# TASK DETAILS:
Reproduce the part of the solar power article below that starts with "Is there a way" and goes on through "improve solar concentrators?", copying it word for word.

Solar power is big. It's so big, in fact, that the Department of Energy recently promised up to $7 million in funding to support emerging solar technologies [source: DOE]. Harnessing the sun's energy is smart, but not as simple as it sounds.
It might be easier if we really could "harness" the sun, but that bright spot in the sky is elusive. Sometimes it hides behind clouds and, each night, it disappears altogether for hours at a time. The optimal time to mine the sun's energy is when it is highest in the sky, typically during the summer months when we also enjoy longer days with more average sunshine.
The researchers and engineers who design and build solar panels have to work with and around these factors all while devising new ways to not only collect but reserve free and renewable energy from the sun. For example, using mirrors, they've figured out a way to direct sunlight to solar panels even when the sun moves at an angle that normally would keep it from hitting those very panels.
On the next few pages, discover how innovative people are coming up with ways to use one of our most traditional energy sources more efficiently and effectively. You'll learn more about how solar panels can track the sun, how using different building materials increases efficiency and how solar concentrators channel light waves. Finally, you'll learn how "the sky's no limit" when it comes to collecting the sun's power for use here on Earth [source: SSP].
Is there a way to enhance solar panel efficiency?
A solar panel does not adapt itself to the movement of the sun, and as the day goes on and the sun moves in its regular path, the panel is left without a source of light. Solar trackers offer a solution to the problem of following the sun's passage through the sky; they use mirrors to direct sunlight onto the panels, even when the sun has moved past the point where it would naturally shine on the apparatus.
How did researchers at MIT improve solar concentrators?
Researchers at the Massachusetts Institute of Technology (MIT) improved the efficiency of solar concentrators by using glass sheets instead of plastic ones to house energy-collecting/producing dye cells. In addition, they increased the efficiency of the transfer of energy through the waveguide by adding aluminum molecules, which prevent the dye molecules from reabsorbing energy. The improvements found in MIT's aptly named luminescent solar concentrator (LSC) not only boost efficiency, but do so at a reduced cost.
How do solar concentrators work?
Solar concentrators are stationary devices that channel concentrated light waves through a waveguide toward a specific target. To achieve this, solar concentrators use dye molecules, which are sprayed onto a sheet of plastic and surrounded with solar cells, to collect and distribute solar energy. The dye cells drink in light waves when light shines on the plastic, which causes neutrons in the dye cells to become energized. Unable to maintain this new, energized state, the neutrons eventually release excess energy back into the plastic sheet. The energy bounces around in the plastic sheet until it makes its way to the outer surface. There, solar cells come into play to create electricity.
How can Space Solar Power (SSP) be compared to traditional solar power?
Solar power has become a familiar idea all over the world. Practically everyone understands the basic idea of harnessing the sun to create an alternative power source. The search to overcome solar power obstacles, such as weather conditions, the varying intensity of solar rays and the amount of space needed to farm solar energy, has led to an improved version of solar power. Space Solar Power (SSP) collects solar energy via solar panels connected to a satellite. By collecting solar power in space, weather, seasonal changes in available daylight and other earthly concerns are no longer issues.

# ENTRIES SUPPLIED:
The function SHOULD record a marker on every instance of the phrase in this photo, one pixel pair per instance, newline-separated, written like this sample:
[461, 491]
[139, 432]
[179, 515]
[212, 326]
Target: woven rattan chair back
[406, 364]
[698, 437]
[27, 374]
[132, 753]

# RESPONSE BOX:
Is there a way to enhance solar panel efficiency?
A solar panel does not adapt itself to the movement of the sun, and as the day goes on and the sun moves in its regular path, the panel is left without a source of light. Solar trackers offer a solution to the problem of following the sun's passage through the sky; they use mirrors to direct sunlight onto the panels, even when the sun has moved past the point where it would naturally shine on the apparatus.
How did researchers at MIT improve solar concentrators?